[Stored items]

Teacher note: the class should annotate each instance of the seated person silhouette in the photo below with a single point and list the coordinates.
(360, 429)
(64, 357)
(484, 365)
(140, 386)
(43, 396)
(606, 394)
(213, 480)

_Given request_. Rewrite the rows above as a Markdown table with the columns "No." and "Line", numbering each row and omitting blank lines.

_Result of this task_.
| No. | Line |
|---|---|
| 1 | Teacher note: the class should annotate each instance of the seated person silhouette in the photo below with a single point and list the coordinates. |
| 2 | (360, 429) |
| 3 | (64, 357) |
| 4 | (484, 365) |
| 5 | (140, 386) |
| 6 | (43, 396) |
| 7 | (606, 394) |
| 8 | (213, 480) |